Gloom in the January cottage garden
'Blue Monday' is not a single day on the New Year's calendar for me - steely blue has been the actual colour of the skies here for several days after the Midwinter Solstice/Yule/Christmas festivities were over this year. They have been the battleship grey days of Northern European Januaries which I have always felt to have to be endured rather than enjoyed. It's unsurprising to me that the mid-winter festivals are festivals of lights and fires, for it is these reds, yellows and golds that chase away the blues, and it is to seeking light and fire that I often turn to lift my own spirits at this time.
The blue-grey fug descended particularly heavily at the end of last week - nothing had lifted it by midday in Autumn Cottage. The fire was not yet lit, the rain was pouring down, the ground was sodden. Sacks of discarded clothes cluttered the corridor (part of the other favourite January 'tradition' of de-cluttering the cupboards!)
In the end we gave in and fled the gloom, driving the 10 minutes into town where we spent a happy hour, window shopping in expensive shops (fainting at the price of £65.00 for a Ralph Lauren plain navy wool scarf !!) and shopping in actuality in some of the numerous charity shops with which most towns now seem to be adorned (a measure of our relative prosperity, though, that we have so much to throw and give away)
I am already an afficionado of most of those shops in Newbury, but the occasional surprise occurs, as they open and close unexpectedly, on short leases. And so it was that on Saturday I found a new arrival; inside I found some lovely treasures - in the town but also of the town - these six pieces of Royal Commemorative ware, of which I already have a small collection.
They are all in very good condition (just a couple of hairline cracks in one piece) and two, in addition to the enamelled decoration on the fronts depicting various Coronations and Jubilees, also bear the colourful arms of the town of Newbury on the back. They were all purchased for under a couple of pounds each.
Commemoration of the ending of World War 1
Jubilee! 60 Glorious Years of Queen Victoria's reign.

* DATA RECORDS

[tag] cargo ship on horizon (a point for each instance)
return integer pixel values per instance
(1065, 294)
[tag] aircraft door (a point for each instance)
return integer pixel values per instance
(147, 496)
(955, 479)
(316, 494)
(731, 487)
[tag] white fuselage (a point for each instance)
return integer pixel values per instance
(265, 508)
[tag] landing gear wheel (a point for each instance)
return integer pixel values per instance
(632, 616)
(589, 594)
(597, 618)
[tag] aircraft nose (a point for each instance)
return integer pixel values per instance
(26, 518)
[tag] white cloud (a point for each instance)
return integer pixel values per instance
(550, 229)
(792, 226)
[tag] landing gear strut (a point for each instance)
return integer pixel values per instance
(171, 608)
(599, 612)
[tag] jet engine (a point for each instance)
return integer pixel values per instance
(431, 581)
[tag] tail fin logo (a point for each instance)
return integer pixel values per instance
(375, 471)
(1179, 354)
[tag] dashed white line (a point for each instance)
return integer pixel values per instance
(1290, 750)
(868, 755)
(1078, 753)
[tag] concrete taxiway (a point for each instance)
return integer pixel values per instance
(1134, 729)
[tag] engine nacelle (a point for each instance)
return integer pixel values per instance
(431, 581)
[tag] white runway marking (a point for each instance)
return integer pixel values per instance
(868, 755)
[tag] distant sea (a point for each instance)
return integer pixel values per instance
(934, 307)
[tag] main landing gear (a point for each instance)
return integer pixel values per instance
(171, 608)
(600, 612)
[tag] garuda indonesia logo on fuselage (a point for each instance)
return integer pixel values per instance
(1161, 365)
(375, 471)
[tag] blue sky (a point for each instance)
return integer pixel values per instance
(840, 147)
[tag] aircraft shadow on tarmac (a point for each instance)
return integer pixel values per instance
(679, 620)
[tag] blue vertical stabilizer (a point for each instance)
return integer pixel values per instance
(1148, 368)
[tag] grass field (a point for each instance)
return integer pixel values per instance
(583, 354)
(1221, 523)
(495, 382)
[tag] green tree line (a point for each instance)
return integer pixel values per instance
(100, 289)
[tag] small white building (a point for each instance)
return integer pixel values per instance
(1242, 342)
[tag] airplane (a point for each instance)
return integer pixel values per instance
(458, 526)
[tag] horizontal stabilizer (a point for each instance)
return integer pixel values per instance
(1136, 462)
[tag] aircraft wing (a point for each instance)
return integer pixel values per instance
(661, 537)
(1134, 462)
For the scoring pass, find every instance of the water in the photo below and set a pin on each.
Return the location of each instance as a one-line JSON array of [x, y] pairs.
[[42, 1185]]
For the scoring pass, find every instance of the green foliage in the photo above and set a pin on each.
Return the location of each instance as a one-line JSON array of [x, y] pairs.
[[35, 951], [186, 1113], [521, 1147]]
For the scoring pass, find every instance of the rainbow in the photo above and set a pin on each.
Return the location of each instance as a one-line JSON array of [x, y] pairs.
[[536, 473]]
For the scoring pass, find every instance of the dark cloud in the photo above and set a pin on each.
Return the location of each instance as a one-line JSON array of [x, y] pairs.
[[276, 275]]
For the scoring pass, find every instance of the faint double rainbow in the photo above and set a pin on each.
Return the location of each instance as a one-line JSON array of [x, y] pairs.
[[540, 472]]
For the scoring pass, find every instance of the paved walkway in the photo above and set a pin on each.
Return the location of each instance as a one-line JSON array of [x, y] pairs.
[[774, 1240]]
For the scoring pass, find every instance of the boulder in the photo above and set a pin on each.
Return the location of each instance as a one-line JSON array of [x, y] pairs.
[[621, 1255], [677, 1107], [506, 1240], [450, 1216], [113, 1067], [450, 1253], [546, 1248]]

* WHAT TO PRODUCE
Using the January cottage garden text, answer these:
1. How long was the drive into town?
2. What was the price of the plain navy wool scarf?
3. What do two of the commemorative pieces bear on the back?

* RESPONSE TO THE EXERCISE
1. 10 minutes
2. £65.00
3. The colorful arms of the town of Newbury